## WORK ORDER
Answer these questions from the solo operator runbook:
1. What should be done if the queue cannot be reviewed reliably during a solo pilot?
2. Which admin action is listed for checking the safety queue?
3. At what point may a safety event be resolved?

## PROVIDED PASSAGE
Solo Operator Runbook¶

This page is the operating procedure for a controlled GiveCare pilot while one person is reviewing the system. It is internal-facing: it defines what the operator checks, when to intervene, and when to pause enrollment.

Operating Posture¶

GiveCare is SMS support for caregivers. Mira can remember context, help sort one next step, check in, and point to resources or benefits worth checking. Mira is not an emergency service, clinician, lawyer, benefits adjudicator, or care coordinator.

During a solo pilot, keep enrollment small enough that one operator can review every exception the same day. If the queue cannot be reviewed reliably, pause new enrollment.

Daily Checks¶

Check these at least once per active pilot day:

Area	Admin action	What to look for
Production flow	`productionFlow`	failed outbound messages, stuck jobs, fallback traces, human-review traces
Safety queue	`listSafetyEvents`	open critical or high-severity events
Review queue	`listReviewQueue`	blocked model replies, benefits certainty, resource issues, clinical/legal boundary flags
Population health	`listOrgs`, `getOrgPopulationHealth`	enrollment, consent rate, score coverage, pressure zones, open loops, opt-outs
Caregiver trace	`getCaregiverByPhone`, `getCaregiverTraces`, `getCaregiverMemory`	whether Mira is using memory correctly and staying inside boundaries

Safety Event Procedure¶

Open the safety event and recent caregiver traces.
Confirm whether the deterministic safety response was sent.
If there is imminent danger, the SMS response should route to emergency/crisis resources; do not attempt to manage the emergency yourself.
If a human follow-up is appropriate, send a short message that reinforces safety and encourages local/emergency support.
Resolve the safety event only after the record has an outcome note.
If multiple safety events appear or review falls behind, pause the org or public signup path.

Operator messages should be short, factual, and boundary-safe. Do not diagnose, promise availability, or imply human clinical monitoring.

Review Queue Procedure¶

Use the review queue for messages blocked by evaluator policy or routed to human review.

Read the triggering trace, model draft, flags, and recent context.

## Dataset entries
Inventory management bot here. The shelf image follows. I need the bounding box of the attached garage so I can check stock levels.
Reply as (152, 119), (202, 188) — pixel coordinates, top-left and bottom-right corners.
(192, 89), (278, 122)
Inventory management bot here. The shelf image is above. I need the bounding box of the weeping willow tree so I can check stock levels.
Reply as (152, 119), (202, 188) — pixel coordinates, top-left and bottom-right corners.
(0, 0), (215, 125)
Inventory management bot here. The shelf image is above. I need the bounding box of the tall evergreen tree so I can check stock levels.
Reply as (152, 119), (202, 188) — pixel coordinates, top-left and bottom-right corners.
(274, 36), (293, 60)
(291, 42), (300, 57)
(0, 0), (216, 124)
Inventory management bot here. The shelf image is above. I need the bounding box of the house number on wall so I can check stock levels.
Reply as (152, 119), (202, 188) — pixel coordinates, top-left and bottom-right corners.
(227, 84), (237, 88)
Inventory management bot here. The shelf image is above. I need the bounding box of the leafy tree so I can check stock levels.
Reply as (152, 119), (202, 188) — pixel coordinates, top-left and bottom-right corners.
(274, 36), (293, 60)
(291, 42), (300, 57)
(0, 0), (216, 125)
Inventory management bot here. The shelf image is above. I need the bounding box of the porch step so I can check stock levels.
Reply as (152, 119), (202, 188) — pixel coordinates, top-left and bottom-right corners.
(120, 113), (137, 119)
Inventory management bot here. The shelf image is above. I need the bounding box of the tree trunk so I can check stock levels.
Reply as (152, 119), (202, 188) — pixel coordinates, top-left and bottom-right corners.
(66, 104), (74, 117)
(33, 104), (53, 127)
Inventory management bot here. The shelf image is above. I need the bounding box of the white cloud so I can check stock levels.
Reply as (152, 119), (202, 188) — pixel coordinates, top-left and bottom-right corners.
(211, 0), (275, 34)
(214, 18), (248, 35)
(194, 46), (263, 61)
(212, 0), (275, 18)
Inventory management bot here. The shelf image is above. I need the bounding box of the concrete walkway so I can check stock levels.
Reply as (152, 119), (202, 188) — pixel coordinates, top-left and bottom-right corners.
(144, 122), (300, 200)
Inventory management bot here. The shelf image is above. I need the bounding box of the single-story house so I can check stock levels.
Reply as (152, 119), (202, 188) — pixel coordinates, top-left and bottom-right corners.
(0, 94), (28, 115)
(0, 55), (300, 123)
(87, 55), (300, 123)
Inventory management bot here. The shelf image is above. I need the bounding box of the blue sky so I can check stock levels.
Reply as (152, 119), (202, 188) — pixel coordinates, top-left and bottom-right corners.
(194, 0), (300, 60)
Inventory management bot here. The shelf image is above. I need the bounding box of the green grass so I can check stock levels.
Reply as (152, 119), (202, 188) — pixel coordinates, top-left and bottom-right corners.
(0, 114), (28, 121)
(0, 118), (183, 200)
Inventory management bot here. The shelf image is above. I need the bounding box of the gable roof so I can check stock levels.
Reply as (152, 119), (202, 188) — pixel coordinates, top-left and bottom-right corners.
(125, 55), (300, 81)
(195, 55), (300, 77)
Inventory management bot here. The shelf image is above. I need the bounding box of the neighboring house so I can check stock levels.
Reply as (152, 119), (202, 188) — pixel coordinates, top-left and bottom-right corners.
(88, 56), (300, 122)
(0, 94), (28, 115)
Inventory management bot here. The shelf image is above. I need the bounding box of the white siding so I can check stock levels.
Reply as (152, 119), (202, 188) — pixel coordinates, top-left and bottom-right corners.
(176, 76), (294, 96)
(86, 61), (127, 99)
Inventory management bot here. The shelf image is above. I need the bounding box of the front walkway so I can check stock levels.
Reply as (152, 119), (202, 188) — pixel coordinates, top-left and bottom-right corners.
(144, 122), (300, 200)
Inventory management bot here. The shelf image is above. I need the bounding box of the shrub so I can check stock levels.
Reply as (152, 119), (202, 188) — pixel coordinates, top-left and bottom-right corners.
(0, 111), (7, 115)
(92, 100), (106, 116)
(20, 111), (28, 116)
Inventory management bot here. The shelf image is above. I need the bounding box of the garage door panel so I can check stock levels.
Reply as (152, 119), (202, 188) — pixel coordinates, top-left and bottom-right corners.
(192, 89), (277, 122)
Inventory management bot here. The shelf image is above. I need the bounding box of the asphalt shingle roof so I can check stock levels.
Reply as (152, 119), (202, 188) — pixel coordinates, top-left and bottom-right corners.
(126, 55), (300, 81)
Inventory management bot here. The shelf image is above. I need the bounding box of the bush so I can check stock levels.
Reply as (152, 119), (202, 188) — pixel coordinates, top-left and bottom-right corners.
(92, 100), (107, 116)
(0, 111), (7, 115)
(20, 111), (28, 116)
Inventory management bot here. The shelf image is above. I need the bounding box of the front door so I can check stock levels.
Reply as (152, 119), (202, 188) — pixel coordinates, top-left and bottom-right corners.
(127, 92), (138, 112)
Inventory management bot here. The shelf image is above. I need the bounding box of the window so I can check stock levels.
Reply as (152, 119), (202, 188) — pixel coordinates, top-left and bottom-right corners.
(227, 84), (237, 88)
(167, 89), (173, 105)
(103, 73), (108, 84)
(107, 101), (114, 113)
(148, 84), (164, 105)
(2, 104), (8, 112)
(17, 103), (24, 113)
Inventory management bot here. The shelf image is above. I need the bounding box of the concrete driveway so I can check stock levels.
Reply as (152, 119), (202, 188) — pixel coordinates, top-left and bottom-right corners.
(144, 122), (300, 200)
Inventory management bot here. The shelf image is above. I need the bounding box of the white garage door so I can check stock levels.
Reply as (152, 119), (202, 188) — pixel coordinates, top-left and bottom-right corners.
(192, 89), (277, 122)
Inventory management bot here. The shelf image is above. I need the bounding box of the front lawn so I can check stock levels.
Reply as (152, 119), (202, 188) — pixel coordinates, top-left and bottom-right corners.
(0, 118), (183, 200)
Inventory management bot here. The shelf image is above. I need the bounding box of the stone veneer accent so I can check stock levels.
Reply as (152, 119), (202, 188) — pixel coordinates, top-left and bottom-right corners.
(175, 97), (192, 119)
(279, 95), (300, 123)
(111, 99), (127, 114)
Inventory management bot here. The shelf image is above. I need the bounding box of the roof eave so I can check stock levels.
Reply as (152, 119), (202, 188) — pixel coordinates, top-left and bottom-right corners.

## EXERCISE RESULT
1. Pause new enrollment.
2. `listSafetyEvents`
3. Only after the record has an outcome note.